List every numbered section heading in the design notes below, in order.

Provided passage:
/---

2. Power Supply Lines
Design the PCB layout pattern to provide low impedance supply lines. Separate the ground and supply lines of the
digital and analog blocks to prevent noise in the ground and supply lines of the digital block from affecting the analog
block. Furthermore, connect a capacitor to ground at all power supply pins. Consider the effect of temperature and
aging on the capacitance value when using electrolytic capacitors.
3. Ground Voltage
Ensure that no pins are at a voltage below that of the ground pin at any time, even during transient condition.
4. Ground Wiring Pattern
When using both small-signal and large-current ground traces, the two ground traces should be routed separately but
connected to a single ground at the reference point of the application board to avoid fluctuations in the small-signal
ground caused by large currents. Also ensure that the ground traces of external components do not cause variations
on the ground voltage. The ground lines must be as short and thick as possible to reduce line impedance.
5. Thermal Consideration
Should by any chance the power dissipation rating be exceeded the rise in temperature of the chip may result in
deterioration of the properties of the chip. In case of exceeding this absolute maximum rating, increase the board size
and copper area to prevent exceeding the Pd rating.
6. Recommended Operating Conditions
These conditions represent a range within which the expected characteristics of the IC can be approximately obtained.
The electrical characteristics are guaranteed under the conditions of each parameter.
7. Inrush Current
When power is first supplied to the IC, it is possible that the internal logic may be unstable and inrush current may flow
instantaneously due to the internal powering sequence and delays, especially if the IC has more than one power
supply. Therefore, give special consideration to power coupling capacitance, power wiring, width of ground wiring, and
routing of connections.

\---

Dataset section:
/---

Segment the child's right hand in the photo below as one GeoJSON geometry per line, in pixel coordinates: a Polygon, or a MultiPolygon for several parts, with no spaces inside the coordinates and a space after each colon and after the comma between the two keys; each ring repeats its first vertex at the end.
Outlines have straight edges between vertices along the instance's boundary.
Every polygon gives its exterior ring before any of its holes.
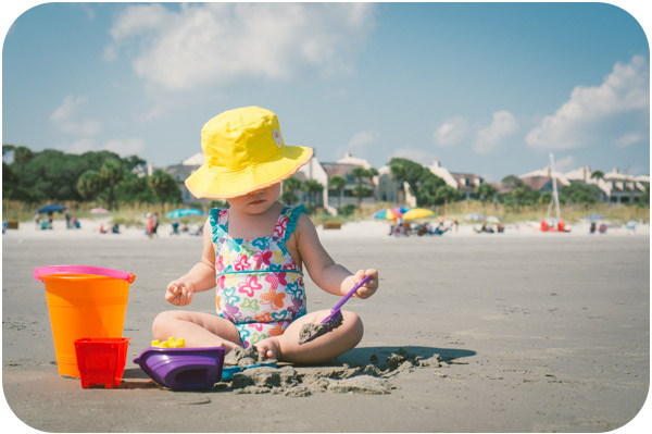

\---

Exercise output:
2. Power Supply Lines
3. Ground Voltage
4. Ground Wiring Pattern
5. Thermal Consideration
6. Recommended Operating Conditions
7. Inrush Current